Provided text
+++++

In fact, military educators are troubled by the number of recruits who join the armed forces after seeing torture depicted on fictional television shows, he said on Oct. 21 at Fordham.

Danzig was one of several panelists to analyze and shed light on Americans’ unhealthy relationship with torture at the symposium “Torture and American Culture: An Inquiry and Reflection,” sponsored by the Fordham Center on Religion and Culture.

“Eighteen year olds are going into the Army partially because of what they’ve seen on television and because they want to be Jack Bauer,” Danzig said, referring to the main character on the television show 24. “We’re concerned that they would like to then emulate the techniques that Bauer uses.”

When Human Rights First approached a colonel at West Point to get input on shows such as 24, he said, “This is the biggest problem I have in my classroom right now,” Danzig told the crowd that packed McNally Amphitheatre on the Lincoln Center campus.

Joining him on the day’s first panel, “Popular Culture: Graphic Representations of Torture and Violence,” was Richard Alleva, film critic at Commonweal magazine; Todd Gitlin, Ph.D., media critic, author and journalism professor at Columbia University; and moderator Bill McGarvey, editor-in-chief of the online magazine Busted Halo.

Much of their discussion focused on the impact that 24 has had on American attitudes about the effectiveness of torture. Danzig noted that that in the course of researching the issue, he found the show to be riveting.

“I started living this double life, where during the day, I’d say, ‘Torture is terrible. We’ve got do whatever we can,’ and then at night, I’d go home and watch 24 on DVD and scream, ‘Rip his head off, Jack Bauer!’” Danzig said. “It really kind of troubled me that it was so easy to move between these two worlds.”

Alleva noted that much of the torture we see depicted in popular culture is predicated on what he called the “ticking bomb scenario”— when a hero who will do whatever it takes to win engages in a race against time to save a completely innocent person from the machinations of a completely evil person.

“That’s melodrama in a nutshell, and what’s disturbing is that life is being seen now as a melodrama instead of an enormous tragedy,” he said.

+++++

Material provided
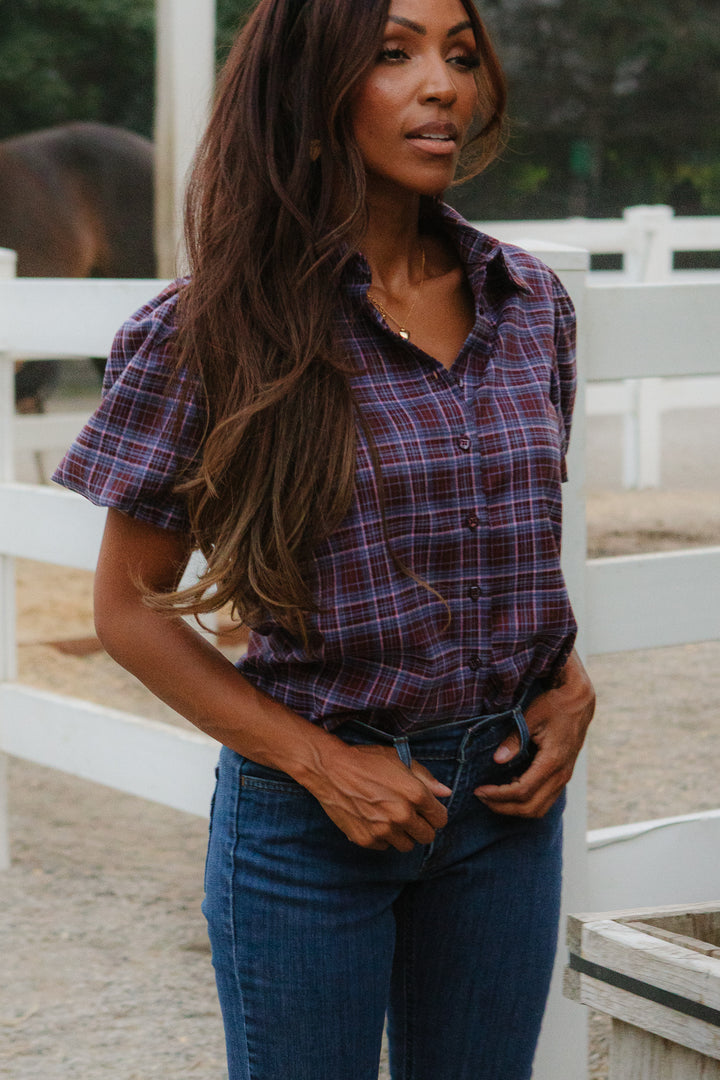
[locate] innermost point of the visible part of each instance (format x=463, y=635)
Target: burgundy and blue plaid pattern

+++++

Direction A
From the article about the Fordham symposium on torture and American culture, list each person named as taking part in the first panel, "Popular Culture: Graphic Representations of Torture and Violence," moderator included.
Direction B
Carry on the article about the Fordham symposium on torture and American culture, picking up right after its last sentence.

Written answer A
Danzig, Richard Alleva, Todd Gitlin, Bill McGarvey

Written answer B
He cautioned, however, that if one were to look subjectively, much of American cinema is filled with positive examples of torture, in movies such as Cry Terror, To Have and Have Not, the Dirty Harryseries, Day of the Jackal, and Man on Fire.

“There have been films throughout Hollywood’s history that have shown torture performed by virtuous people,” Alleva said. “After all, a beating is torture, isn’t it?”

Gitlin tried to frame the issue within a larger context, noting that even our language has become filled with violent imagery, from “drop dead” gorgeous women to “killer” software applications.

“The people who produce these shows are not just culture makers, they are culture breathers, which has become in many of these crucial particulars, a sadomasochistic culture,” he said. “It’s a culture in which attention is successfully gained through the diffusion of images of horrific and unbearable violence.”

Gitlin also criticized Hollywood executives who react with incredulity when their programs are linked to real-life incidents.

“You can’t believe a word these guys say,” Gitlin said.

“It is naïve to the point of disingenuousness to believe that a serious person could be ignorant of him or herself when producing such stories and inventing the likes of Jack Bauer,” he continued. “To think that these are simply cartoon contrivances for collecting attention represents such a depth of stupidity that, if nothing else, these shows ought to be attacked as beneath the worth of human attention.”